— start —
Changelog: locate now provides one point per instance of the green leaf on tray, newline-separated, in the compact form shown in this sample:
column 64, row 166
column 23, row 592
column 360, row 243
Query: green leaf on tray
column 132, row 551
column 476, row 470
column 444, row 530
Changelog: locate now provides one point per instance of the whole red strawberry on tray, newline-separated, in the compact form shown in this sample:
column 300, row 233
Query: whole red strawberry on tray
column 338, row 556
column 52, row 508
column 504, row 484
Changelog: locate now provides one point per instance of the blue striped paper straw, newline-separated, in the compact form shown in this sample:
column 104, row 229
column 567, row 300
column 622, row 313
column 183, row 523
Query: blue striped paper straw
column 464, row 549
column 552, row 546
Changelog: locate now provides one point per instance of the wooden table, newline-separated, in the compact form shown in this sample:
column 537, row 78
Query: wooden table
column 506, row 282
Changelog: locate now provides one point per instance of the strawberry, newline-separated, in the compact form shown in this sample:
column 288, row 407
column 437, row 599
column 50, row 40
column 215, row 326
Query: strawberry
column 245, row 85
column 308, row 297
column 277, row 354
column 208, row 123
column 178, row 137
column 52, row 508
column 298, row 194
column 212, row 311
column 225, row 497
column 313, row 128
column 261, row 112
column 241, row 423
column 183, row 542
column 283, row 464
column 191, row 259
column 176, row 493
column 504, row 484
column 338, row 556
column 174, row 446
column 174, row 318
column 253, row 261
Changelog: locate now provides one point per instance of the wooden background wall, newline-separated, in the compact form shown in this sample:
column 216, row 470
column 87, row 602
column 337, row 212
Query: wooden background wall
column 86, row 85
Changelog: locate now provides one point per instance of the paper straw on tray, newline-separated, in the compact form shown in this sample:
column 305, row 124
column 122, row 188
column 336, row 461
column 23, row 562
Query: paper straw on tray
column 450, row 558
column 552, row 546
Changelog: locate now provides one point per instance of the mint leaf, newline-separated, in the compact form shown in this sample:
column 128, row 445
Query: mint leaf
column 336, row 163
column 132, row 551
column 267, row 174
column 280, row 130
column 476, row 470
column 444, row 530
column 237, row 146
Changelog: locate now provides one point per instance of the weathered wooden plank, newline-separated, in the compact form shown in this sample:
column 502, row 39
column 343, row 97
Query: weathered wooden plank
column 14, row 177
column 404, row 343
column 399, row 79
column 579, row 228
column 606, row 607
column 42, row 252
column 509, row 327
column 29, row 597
— end —
Short problem:
Repeat every entry word for word.

Expected answer:
Changelog: locate now provides one point per instance of the green leaf on tray, newline-separated, in the compact form shown in this sample:
column 64, row 166
column 23, row 592
column 360, row 243
Query: green leaf on tray
column 132, row 551
column 476, row 470
column 444, row 530
Changelog: locate now provides one point per instance of the whole red strawberry on tray, newline-separated, in the compact form shown in this sample:
column 300, row 233
Query: whole red strawberry on tray
column 338, row 556
column 52, row 508
column 504, row 484
Changelog: locate now provides one point per instance of the blue striped paper straw, newline-separated, in the compact form shown in this sample:
column 104, row 229
column 567, row 300
column 622, row 313
column 183, row 523
Query: blue striped paper straw
column 464, row 549
column 552, row 546
Changelog: locate now provides one point per instance of the wooden table, newline-separated, in the compact form shown in this sample:
column 537, row 78
Query: wooden table
column 506, row 282
Changelog: locate now provides one point per instance of the strawberry, newline-separated, in the compact form shown in this sample:
column 288, row 407
column 437, row 599
column 50, row 40
column 215, row 326
Query: strawberry
column 245, row 85
column 308, row 297
column 277, row 354
column 208, row 123
column 178, row 137
column 52, row 508
column 298, row 194
column 212, row 311
column 225, row 497
column 313, row 128
column 261, row 112
column 241, row 423
column 183, row 542
column 283, row 464
column 191, row 259
column 176, row 493
column 504, row 484
column 338, row 556
column 174, row 446
column 174, row 318
column 253, row 261
Changelog: locate now provides one point per instance of the wooden background wall, newline-separated, in the compact form shown in this sample:
column 216, row 470
column 87, row 602
column 337, row 212
Query: wooden background wall
column 86, row 85
Changelog: locate now provides one point per instance of the paper straw on tray, newline-separated, in the compact form shown in this sample:
column 305, row 124
column 122, row 188
column 336, row 461
column 23, row 562
Query: paper straw on tray
column 450, row 558
column 552, row 546
Changelog: locate now provides one point per instance of the mint leaf, newline-separated, in the compact form shown in this sample:
column 128, row 445
Query: mint leaf
column 336, row 163
column 132, row 551
column 267, row 174
column 280, row 130
column 476, row 470
column 444, row 530
column 237, row 146
Changelog: locate now provides one point per instance of the weathered wooden plank, newline-separated, in the compact form shown in this sample:
column 502, row 39
column 343, row 97
Query: weathered wooden plank
column 14, row 177
column 404, row 343
column 399, row 79
column 579, row 228
column 606, row 607
column 42, row 252
column 509, row 327
column 29, row 597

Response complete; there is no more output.